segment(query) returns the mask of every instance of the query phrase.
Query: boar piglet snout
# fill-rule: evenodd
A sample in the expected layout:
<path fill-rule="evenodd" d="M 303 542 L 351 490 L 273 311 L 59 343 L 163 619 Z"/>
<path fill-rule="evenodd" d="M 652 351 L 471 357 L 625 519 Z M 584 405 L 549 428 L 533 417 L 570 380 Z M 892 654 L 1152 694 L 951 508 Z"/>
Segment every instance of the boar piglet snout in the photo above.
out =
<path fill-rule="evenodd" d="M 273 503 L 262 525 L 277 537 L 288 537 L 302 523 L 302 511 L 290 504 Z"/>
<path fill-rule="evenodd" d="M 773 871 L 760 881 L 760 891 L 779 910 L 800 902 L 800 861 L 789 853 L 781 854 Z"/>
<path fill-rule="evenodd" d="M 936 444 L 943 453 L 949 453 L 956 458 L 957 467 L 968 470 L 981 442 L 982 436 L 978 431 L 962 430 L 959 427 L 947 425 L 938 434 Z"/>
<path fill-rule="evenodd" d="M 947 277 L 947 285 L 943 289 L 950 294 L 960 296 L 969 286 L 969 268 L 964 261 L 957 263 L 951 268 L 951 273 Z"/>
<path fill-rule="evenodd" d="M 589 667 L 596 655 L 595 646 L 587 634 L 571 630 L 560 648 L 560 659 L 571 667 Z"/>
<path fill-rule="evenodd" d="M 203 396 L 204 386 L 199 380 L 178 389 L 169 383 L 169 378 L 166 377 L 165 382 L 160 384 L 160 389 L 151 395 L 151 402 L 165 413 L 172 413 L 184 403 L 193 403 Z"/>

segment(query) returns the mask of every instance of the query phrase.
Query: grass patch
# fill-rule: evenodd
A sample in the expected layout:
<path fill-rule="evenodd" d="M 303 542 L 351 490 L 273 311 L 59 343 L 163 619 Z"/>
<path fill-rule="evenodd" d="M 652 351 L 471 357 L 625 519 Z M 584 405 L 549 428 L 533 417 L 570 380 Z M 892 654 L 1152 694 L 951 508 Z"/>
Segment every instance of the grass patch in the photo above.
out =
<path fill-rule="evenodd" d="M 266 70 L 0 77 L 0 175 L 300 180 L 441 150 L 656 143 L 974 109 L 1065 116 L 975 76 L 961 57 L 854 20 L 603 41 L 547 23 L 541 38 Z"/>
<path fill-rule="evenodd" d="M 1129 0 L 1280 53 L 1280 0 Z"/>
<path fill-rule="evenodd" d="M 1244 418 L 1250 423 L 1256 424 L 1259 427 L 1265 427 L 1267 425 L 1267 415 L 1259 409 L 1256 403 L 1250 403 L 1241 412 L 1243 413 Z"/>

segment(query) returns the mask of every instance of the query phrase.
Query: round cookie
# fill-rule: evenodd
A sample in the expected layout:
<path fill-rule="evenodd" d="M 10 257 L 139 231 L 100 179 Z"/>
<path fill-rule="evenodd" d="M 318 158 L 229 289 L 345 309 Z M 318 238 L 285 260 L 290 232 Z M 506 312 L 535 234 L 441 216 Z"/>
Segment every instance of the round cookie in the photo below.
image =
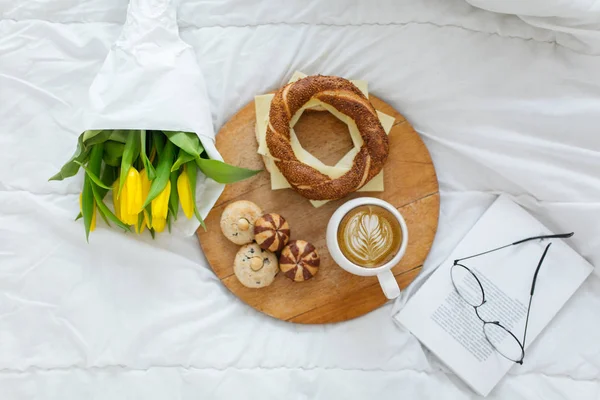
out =
<path fill-rule="evenodd" d="M 273 283 L 279 272 L 277 256 L 256 243 L 242 246 L 233 261 L 233 272 L 242 285 L 258 289 Z"/>
<path fill-rule="evenodd" d="M 304 282 L 315 276 L 320 263 L 315 246 L 304 240 L 292 240 L 279 257 L 281 272 L 296 282 Z"/>
<path fill-rule="evenodd" d="M 221 214 L 221 231 L 235 244 L 254 240 L 254 223 L 262 215 L 259 206 L 251 201 L 235 201 L 225 207 Z"/>
<path fill-rule="evenodd" d="M 265 214 L 254 223 L 254 240 L 261 248 L 277 253 L 290 240 L 290 226 L 279 214 Z"/>

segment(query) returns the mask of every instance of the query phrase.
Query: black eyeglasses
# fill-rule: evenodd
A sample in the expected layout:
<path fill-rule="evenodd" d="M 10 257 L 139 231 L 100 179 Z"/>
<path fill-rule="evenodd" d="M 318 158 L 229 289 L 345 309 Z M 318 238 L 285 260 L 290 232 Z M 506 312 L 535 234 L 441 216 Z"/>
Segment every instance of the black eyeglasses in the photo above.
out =
<path fill-rule="evenodd" d="M 500 355 L 509 359 L 510 361 L 516 362 L 517 364 L 523 364 L 523 358 L 525 358 L 525 338 L 527 337 L 527 324 L 529 323 L 529 311 L 531 310 L 531 300 L 533 299 L 533 292 L 535 291 L 535 282 L 537 280 L 540 267 L 542 266 L 544 258 L 546 257 L 548 249 L 550 248 L 550 245 L 552 243 L 549 243 L 544 249 L 544 252 L 540 257 L 538 266 L 535 269 L 535 273 L 533 274 L 533 280 L 531 282 L 531 291 L 529 293 L 529 306 L 527 307 L 527 317 L 525 319 L 525 330 L 523 332 L 523 340 L 519 340 L 515 336 L 515 334 L 513 334 L 499 321 L 487 321 L 481 318 L 481 316 L 479 315 L 479 307 L 484 305 L 486 302 L 483 285 L 481 284 L 481 281 L 479 280 L 479 278 L 477 278 L 475 273 L 469 268 L 467 268 L 465 265 L 461 264 L 461 262 L 470 258 L 475 258 L 484 254 L 492 253 L 494 251 L 502 250 L 510 246 L 515 246 L 521 243 L 529 242 L 531 240 L 558 238 L 563 239 L 570 238 L 571 236 L 573 236 L 573 232 L 560 233 L 557 235 L 534 236 L 519 240 L 511 244 L 507 244 L 505 246 L 498 247 L 496 249 L 484 251 L 483 253 L 454 260 L 454 264 L 450 269 L 450 278 L 452 279 L 452 285 L 454 285 L 454 289 L 467 304 L 473 307 L 477 318 L 479 318 L 479 320 L 483 322 L 483 334 L 486 340 L 498 353 L 500 353 Z"/>

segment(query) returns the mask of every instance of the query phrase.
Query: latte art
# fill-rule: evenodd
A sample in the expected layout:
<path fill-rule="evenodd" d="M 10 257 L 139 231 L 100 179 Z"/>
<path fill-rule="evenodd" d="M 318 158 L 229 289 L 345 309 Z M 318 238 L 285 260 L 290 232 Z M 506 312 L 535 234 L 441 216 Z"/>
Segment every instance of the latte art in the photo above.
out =
<path fill-rule="evenodd" d="M 376 268 L 390 261 L 400 248 L 398 220 L 383 207 L 366 205 L 350 210 L 338 229 L 342 254 L 361 267 Z"/>

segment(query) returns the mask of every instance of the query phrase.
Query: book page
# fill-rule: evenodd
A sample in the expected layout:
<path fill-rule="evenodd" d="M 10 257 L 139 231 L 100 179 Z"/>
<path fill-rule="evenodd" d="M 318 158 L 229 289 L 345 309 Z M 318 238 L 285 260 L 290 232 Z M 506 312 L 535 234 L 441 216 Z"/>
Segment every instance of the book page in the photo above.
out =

▶ **WHAT YOU SHOULD DO**
When you write out the data, keep every line exact and drop the pictures.

▶ **RESULT FOR THIS EXERCISE**
segment(query) returns the mask of every instance of the query phrase.
Query: boar piglet snout
# fill-rule: evenodd
A sample in the expected layout:
<path fill-rule="evenodd" d="M 303 542 L 351 490 L 273 311 L 59 343 L 163 619 Z"/>
<path fill-rule="evenodd" d="M 652 351 L 471 357 L 625 519 Z M 584 405 L 549 428 L 533 417 L 570 380 Z M 892 654 L 1152 694 L 951 508 Z"/>
Segment every instance of the boar piglet snout in the photo above.
out =
<path fill-rule="evenodd" d="M 273 503 L 262 525 L 277 537 L 288 537 L 302 523 L 302 511 L 290 504 Z"/>
<path fill-rule="evenodd" d="M 773 871 L 760 881 L 760 891 L 779 910 L 800 902 L 800 861 L 789 853 L 781 854 Z"/>
<path fill-rule="evenodd" d="M 936 444 L 943 453 L 949 453 L 956 458 L 957 467 L 968 470 L 981 442 L 982 436 L 978 431 L 962 430 L 959 427 L 947 425 L 938 434 Z"/>
<path fill-rule="evenodd" d="M 947 277 L 947 285 L 943 289 L 950 294 L 960 296 L 969 286 L 969 268 L 964 261 L 957 263 L 951 268 L 951 273 Z"/>
<path fill-rule="evenodd" d="M 589 667 L 596 655 L 595 646 L 587 634 L 571 630 L 560 648 L 560 659 L 571 667 Z"/>
<path fill-rule="evenodd" d="M 203 396 L 204 386 L 199 380 L 178 389 L 169 383 L 169 378 L 166 377 L 165 382 L 160 384 L 160 389 L 151 395 L 151 402 L 165 413 L 172 413 L 184 403 L 193 403 Z"/>

segment(query) returns the mask of every instance of the query phrase.
Query: grass patch
# fill-rule: evenodd
A sample in the expected layout:
<path fill-rule="evenodd" d="M 303 542 L 351 490 L 273 311 L 59 343 L 163 619 Z"/>
<path fill-rule="evenodd" d="M 652 351 L 471 357 L 625 519 Z M 584 405 L 549 428 L 533 417 L 570 380 Z M 892 654 L 1152 694 L 951 508 Z"/>
Segment every instance of the grass patch in the photo above.
out =
<path fill-rule="evenodd" d="M 266 70 L 0 77 L 0 175 L 300 180 L 441 150 L 656 143 L 974 109 L 1065 116 L 975 76 L 961 57 L 854 20 L 603 41 L 547 23 L 541 38 Z"/>
<path fill-rule="evenodd" d="M 1129 0 L 1280 53 L 1280 0 Z"/>
<path fill-rule="evenodd" d="M 1244 418 L 1250 423 L 1256 424 L 1259 427 L 1265 427 L 1267 425 L 1267 415 L 1259 409 L 1256 403 L 1250 403 L 1241 412 L 1243 413 Z"/>

segment(query) returns the mask of every instance of the query phrase.
Query: round cookie
# fill-rule: evenodd
A sample in the expected layout:
<path fill-rule="evenodd" d="M 10 257 L 139 231 L 100 179 Z"/>
<path fill-rule="evenodd" d="M 318 158 L 229 289 L 345 309 Z M 318 238 L 285 260 L 290 232 Z M 506 312 L 535 234 L 441 216 Z"/>
Segment every instance of the round cookie in the photo below.
image =
out =
<path fill-rule="evenodd" d="M 273 283 L 279 272 L 277 256 L 256 243 L 242 246 L 233 261 L 233 272 L 242 285 L 258 289 Z"/>
<path fill-rule="evenodd" d="M 304 282 L 315 276 L 320 263 L 315 246 L 304 240 L 292 240 L 279 257 L 281 272 L 296 282 Z"/>
<path fill-rule="evenodd" d="M 221 214 L 221 231 L 235 244 L 254 240 L 254 223 L 262 215 L 259 206 L 251 201 L 235 201 L 225 207 Z"/>
<path fill-rule="evenodd" d="M 265 214 L 254 223 L 254 240 L 261 248 L 277 253 L 290 240 L 290 226 L 279 214 Z"/>

segment(query) returns the mask of every instance of the query phrase.
Query: black eyeglasses
# fill-rule: evenodd
A sample in the expected layout:
<path fill-rule="evenodd" d="M 10 257 L 139 231 L 100 179 Z"/>
<path fill-rule="evenodd" d="M 318 158 L 229 289 L 345 309 Z M 318 238 L 285 260 L 290 232 Z M 506 312 L 535 234 L 441 216 Z"/>
Segment every instance of the black eyeglasses in the photo above.
out =
<path fill-rule="evenodd" d="M 500 355 L 509 359 L 510 361 L 516 362 L 517 364 L 523 364 L 523 358 L 525 358 L 525 338 L 527 337 L 527 324 L 529 323 L 529 311 L 531 310 L 531 300 L 533 299 L 533 292 L 535 291 L 535 282 L 537 280 L 540 267 L 542 266 L 544 258 L 546 257 L 548 249 L 550 248 L 550 245 L 552 243 L 549 243 L 544 249 L 544 252 L 540 257 L 538 266 L 535 269 L 535 273 L 533 274 L 533 280 L 531 282 L 531 291 L 529 293 L 529 306 L 527 307 L 527 317 L 525 319 L 525 330 L 523 332 L 523 340 L 519 340 L 515 336 L 515 334 L 513 334 L 499 321 L 487 321 L 481 318 L 481 316 L 479 315 L 479 307 L 484 305 L 486 302 L 483 285 L 481 284 L 481 281 L 479 280 L 479 278 L 477 278 L 475 273 L 469 268 L 467 268 L 465 265 L 461 264 L 461 262 L 470 258 L 475 258 L 484 254 L 492 253 L 494 251 L 502 250 L 510 246 L 515 246 L 521 243 L 529 242 L 531 240 L 558 238 L 563 239 L 570 238 L 571 236 L 573 236 L 573 232 L 560 233 L 557 235 L 534 236 L 519 240 L 511 244 L 507 244 L 505 246 L 498 247 L 496 249 L 484 251 L 483 253 L 454 260 L 454 264 L 450 269 L 450 278 L 452 279 L 452 285 L 454 285 L 454 289 L 467 304 L 473 307 L 477 318 L 479 318 L 479 320 L 483 322 L 483 334 L 486 340 L 498 353 L 500 353 Z"/>

segment(query) returns the mask of every instance of the query phrase.
Query: latte art
# fill-rule: evenodd
A sample in the expected layout:
<path fill-rule="evenodd" d="M 10 257 L 139 231 L 100 179 Z"/>
<path fill-rule="evenodd" d="M 318 158 L 229 289 L 345 309 Z M 318 238 L 285 260 L 290 232 Z M 506 312 L 535 234 L 441 216 Z"/>
Segment every instance of the latte art in the photo above.
out =
<path fill-rule="evenodd" d="M 376 268 L 390 261 L 400 248 L 398 220 L 383 207 L 366 205 L 350 210 L 338 229 L 342 254 L 361 267 Z"/>

segment(query) returns the mask of every instance of the query phrase.
Query: book page
# fill-rule: evenodd
A sample in the expected layout:
<path fill-rule="evenodd" d="M 10 257 L 139 231 L 100 179 Z"/>
<path fill-rule="evenodd" d="M 318 158 L 229 289 L 345 309 Z M 318 238 L 285 260 L 290 232 Z M 506 312 L 535 234 L 441 216 Z"/>
Segment every instance of the book page in the photo above.
out =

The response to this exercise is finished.